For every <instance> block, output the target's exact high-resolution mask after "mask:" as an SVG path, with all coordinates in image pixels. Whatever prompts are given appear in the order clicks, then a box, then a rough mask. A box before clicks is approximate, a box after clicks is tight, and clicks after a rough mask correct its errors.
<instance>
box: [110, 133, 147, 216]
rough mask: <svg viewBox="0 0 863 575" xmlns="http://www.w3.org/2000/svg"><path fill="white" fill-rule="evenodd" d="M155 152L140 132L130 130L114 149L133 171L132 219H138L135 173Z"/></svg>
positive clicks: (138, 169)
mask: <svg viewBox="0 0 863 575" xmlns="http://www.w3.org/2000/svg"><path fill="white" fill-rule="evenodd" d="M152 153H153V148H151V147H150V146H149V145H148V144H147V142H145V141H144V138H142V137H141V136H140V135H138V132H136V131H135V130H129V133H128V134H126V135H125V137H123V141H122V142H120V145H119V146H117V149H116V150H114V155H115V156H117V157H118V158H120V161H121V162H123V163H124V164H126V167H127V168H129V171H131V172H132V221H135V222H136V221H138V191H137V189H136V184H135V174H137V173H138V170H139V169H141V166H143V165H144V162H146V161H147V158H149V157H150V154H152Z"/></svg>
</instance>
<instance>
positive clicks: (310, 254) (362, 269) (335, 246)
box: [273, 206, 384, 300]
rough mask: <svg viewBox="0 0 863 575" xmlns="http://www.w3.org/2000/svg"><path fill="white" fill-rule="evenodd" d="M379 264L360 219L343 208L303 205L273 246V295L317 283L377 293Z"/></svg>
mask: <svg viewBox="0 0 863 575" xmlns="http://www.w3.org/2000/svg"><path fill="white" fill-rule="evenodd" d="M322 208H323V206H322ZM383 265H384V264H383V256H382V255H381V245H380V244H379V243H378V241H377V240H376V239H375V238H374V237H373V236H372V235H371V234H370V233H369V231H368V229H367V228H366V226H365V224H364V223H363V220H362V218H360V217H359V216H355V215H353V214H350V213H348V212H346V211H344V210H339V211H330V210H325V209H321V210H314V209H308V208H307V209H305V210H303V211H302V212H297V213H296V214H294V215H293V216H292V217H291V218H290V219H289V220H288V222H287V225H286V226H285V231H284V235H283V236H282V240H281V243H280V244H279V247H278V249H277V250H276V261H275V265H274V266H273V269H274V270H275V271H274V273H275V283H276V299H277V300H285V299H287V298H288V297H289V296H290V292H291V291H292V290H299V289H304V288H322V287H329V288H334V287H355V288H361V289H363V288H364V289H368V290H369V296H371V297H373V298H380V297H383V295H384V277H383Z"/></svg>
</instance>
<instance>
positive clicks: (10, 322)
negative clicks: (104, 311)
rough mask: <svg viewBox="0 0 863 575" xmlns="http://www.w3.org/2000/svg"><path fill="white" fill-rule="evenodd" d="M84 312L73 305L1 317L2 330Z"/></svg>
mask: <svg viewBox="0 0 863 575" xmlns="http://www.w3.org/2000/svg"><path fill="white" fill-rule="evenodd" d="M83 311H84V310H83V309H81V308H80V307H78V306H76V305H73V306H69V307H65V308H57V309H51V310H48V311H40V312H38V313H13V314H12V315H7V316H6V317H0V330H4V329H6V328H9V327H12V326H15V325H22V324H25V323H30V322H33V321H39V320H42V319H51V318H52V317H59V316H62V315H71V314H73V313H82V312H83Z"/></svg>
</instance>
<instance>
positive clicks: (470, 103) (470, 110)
++++++++
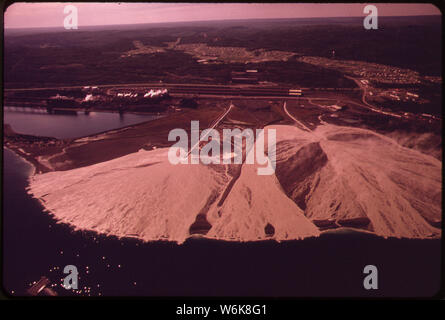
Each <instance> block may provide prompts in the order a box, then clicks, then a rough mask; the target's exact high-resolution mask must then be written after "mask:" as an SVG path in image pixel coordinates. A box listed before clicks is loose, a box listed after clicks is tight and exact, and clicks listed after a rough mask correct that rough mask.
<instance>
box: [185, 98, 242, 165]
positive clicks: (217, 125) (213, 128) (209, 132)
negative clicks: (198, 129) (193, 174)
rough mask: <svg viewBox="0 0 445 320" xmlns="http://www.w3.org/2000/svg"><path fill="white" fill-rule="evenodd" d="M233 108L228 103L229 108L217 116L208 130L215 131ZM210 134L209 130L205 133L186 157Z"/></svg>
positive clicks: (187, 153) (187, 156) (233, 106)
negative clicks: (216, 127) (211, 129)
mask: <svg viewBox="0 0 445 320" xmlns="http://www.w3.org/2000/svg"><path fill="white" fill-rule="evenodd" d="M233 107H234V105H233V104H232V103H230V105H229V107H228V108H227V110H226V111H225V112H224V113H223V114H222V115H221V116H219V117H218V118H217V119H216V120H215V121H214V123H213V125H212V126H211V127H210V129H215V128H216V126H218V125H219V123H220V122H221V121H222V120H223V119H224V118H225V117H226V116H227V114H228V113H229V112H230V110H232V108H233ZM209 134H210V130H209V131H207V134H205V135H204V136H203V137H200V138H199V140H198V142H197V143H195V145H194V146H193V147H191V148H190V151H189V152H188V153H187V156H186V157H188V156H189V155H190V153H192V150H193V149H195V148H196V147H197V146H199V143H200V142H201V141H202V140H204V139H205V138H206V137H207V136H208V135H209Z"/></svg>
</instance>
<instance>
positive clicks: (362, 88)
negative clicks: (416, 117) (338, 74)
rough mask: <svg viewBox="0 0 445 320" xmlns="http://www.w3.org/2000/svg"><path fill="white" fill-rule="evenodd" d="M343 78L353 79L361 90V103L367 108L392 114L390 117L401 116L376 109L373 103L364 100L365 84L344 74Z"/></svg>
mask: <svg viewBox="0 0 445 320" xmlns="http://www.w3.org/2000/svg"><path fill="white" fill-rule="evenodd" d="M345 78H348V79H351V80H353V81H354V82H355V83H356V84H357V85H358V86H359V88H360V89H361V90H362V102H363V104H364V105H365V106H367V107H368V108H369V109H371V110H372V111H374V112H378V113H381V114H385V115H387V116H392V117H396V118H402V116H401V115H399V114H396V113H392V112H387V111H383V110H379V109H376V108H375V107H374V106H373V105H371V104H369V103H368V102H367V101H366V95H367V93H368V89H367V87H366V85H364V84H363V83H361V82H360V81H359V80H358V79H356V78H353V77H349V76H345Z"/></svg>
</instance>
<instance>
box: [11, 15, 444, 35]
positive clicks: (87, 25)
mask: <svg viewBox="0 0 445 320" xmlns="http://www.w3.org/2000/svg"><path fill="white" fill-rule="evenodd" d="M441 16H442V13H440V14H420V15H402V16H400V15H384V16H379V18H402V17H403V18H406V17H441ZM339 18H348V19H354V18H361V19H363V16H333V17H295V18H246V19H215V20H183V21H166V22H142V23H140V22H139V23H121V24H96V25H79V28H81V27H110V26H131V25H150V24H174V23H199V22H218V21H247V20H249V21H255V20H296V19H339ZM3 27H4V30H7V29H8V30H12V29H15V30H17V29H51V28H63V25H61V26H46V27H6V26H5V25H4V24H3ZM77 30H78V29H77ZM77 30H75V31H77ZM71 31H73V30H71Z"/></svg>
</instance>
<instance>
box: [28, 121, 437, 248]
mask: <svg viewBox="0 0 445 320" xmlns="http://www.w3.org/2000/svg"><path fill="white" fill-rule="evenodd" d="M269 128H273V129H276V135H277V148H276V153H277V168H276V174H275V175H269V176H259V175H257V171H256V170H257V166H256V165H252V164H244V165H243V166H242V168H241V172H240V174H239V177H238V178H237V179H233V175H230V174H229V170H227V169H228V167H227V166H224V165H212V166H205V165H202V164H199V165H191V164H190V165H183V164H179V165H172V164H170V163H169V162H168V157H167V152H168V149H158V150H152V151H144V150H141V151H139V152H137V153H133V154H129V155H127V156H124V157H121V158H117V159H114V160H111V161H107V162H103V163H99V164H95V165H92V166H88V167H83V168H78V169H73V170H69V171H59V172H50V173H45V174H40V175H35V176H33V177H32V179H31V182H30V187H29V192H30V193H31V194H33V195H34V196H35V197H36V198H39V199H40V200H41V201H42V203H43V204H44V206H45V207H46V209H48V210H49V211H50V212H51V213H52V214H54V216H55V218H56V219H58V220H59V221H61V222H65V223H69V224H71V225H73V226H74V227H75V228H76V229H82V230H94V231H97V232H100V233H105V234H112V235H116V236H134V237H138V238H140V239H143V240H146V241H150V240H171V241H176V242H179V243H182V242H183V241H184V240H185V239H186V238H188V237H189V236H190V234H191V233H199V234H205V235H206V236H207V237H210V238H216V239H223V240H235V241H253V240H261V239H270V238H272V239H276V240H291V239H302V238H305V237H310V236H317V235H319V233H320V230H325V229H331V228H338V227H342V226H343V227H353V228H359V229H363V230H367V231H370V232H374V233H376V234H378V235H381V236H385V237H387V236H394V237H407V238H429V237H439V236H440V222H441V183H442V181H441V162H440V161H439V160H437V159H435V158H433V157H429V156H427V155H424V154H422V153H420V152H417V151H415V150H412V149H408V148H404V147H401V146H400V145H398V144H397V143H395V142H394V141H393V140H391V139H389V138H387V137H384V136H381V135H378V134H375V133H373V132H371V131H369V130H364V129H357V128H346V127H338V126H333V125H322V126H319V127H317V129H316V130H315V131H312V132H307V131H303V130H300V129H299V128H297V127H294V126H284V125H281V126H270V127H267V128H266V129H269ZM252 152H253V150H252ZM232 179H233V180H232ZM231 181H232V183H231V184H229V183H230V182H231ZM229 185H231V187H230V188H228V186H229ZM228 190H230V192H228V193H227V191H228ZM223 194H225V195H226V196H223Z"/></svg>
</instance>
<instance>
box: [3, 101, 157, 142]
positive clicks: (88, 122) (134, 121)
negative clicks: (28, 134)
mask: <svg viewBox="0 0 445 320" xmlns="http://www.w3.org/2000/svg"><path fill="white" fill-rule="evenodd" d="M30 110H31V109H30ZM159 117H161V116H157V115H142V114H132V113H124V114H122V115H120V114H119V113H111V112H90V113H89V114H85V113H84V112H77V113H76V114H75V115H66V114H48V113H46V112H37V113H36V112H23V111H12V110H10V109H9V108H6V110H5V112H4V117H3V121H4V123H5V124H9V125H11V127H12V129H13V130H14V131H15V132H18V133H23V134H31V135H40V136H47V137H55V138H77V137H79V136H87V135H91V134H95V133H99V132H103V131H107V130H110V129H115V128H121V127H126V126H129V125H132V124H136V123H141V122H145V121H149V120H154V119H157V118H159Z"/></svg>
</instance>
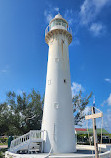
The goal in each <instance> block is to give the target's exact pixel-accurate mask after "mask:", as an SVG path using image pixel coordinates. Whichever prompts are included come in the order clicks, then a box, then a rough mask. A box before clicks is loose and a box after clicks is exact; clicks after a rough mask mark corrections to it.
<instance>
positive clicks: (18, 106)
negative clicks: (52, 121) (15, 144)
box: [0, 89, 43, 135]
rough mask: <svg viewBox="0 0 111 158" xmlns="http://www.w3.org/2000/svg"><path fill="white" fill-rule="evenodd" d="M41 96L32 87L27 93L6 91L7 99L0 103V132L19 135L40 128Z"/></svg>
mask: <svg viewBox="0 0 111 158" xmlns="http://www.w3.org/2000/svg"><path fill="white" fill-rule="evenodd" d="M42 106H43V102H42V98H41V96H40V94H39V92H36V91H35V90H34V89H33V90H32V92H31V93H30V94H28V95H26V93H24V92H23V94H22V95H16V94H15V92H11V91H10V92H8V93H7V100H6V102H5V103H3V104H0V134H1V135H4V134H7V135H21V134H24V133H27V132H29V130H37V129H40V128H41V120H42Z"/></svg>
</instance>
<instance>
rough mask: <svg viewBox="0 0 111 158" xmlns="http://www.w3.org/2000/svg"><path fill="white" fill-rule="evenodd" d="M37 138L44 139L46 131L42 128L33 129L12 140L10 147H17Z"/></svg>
++++++++
Turn the material above into a numbered list, one entry per line, running from the line that contains "For every <instance>" through the line that contains "box: [273, 206, 384, 300]", both included. Skip any blank lines.

1. For every <instance> block, output the target's exact high-resolution mask after "mask:" as an SVG path, with all coordinates in image pixels. Whatever prompts are given appear in the order clicks, then a box, then a rough mask. A box before clicks is approximate, a box after clicks is tight, and clicks after a rough mask correct its errors.
2. <instance>
3. box: [110, 133, 147, 216]
4. rough mask: <svg viewBox="0 0 863 575" xmlns="http://www.w3.org/2000/svg"><path fill="white" fill-rule="evenodd" d="M155 152L140 132L130 130L114 149L133 171L132 219H138L135 173Z"/></svg>
5. positive clicks: (138, 169)
6. mask: <svg viewBox="0 0 863 575" xmlns="http://www.w3.org/2000/svg"><path fill="white" fill-rule="evenodd" d="M152 153H153V148H151V147H150V146H149V145H148V144H147V142H145V141H144V138H142V137H141V136H140V135H138V132H136V131H135V130H129V133H128V134H126V135H125V137H123V141H122V142H120V145H119V146H117V149H116V150H114V155H115V156H117V157H118V158H120V161H121V162H123V163H124V164H126V167H127V168H129V171H131V172H132V221H135V222H136V221H138V191H137V189H136V184H135V174H137V173H138V170H139V169H141V166H143V165H144V162H146V161H147V158H149V157H150V154H152Z"/></svg>
7. </instance>
8. <instance>
9. positive clicks: (310, 254) (362, 269) (335, 246)
10. box: [273, 206, 384, 300]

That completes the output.